Document section
━━━━━━

It may be a disappointment to the
children each year at play upon so many beaches — even
if they are but dimly aware of their lack — to
find their annual plaything to be not a real annual;
an annual thing, indeed, to them, for the arbitrary
reason that they go down to it once a year, but not
annual in the vital and natural sense of the seasons,
not waxing and waning, not bearing, not turning that
circle of the seasons whereof no one knows which is
the highest point and the secret and the ultimate
purpose, not recreated, not new, and not yielding to
the child anything raw and irregular to eat.
Sand castles are well enough, and
they are the very commonplace of the recollections
of elders, of their rhetoric, and of what they think
appropriate for their young ones. Shingle and
sand are good playthings, but absolute play is not
necessarily the ideal of a child; he would rather
have a frolic of work. Of all the early autumn
things to be done in holiday time, that game with
the beach and the wave is the least good for holiday-time.

━━━━━━

Data lines
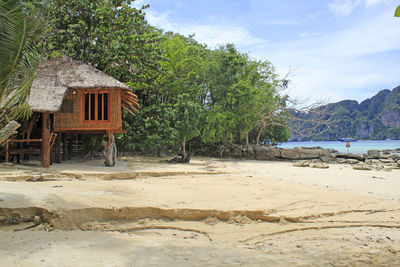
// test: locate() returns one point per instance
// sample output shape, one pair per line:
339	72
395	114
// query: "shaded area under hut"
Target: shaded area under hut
69	97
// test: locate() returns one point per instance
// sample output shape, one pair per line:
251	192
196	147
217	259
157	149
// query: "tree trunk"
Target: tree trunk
260	130
184	147
7	131
45	146
110	152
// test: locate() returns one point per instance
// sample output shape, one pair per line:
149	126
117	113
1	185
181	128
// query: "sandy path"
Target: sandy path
211	212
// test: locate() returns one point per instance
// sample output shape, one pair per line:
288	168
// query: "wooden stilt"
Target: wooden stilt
45	147
69	148
7	145
64	146
57	158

━━━━━━

Task instructions
a. Rewrite everything in the passage about children at the beach from "It may be a" down to "irregular to eat.", replacing "children" with "youngsters".
b. According to the passage about children at the beach, sand castles are the very commonplace of which things? List each one.
These lines have nothing to do with the text.

Answers for the tasks
a.
It may be a disappointment to the
youngsters each year at play upon so many beaches — even
if they are but dimly aware of their lack — to
find their annual plaything to be not a real annual;
an annual thing, indeed, to them, for the arbitrary
reason that they go down to it once a year, but not
annual in the vital and natural sense of the seasons,
not waxing and waning, not bearing, not turning that
circle of the seasons whereof no one knows which is
the highest point and the secret and the ultimate
purpose, not recreated, not new, and not yielding to
the child anything raw and irregular to eat.

b.
- the recollections of elders
- their rhetoric
- what they think appropriate for their young ones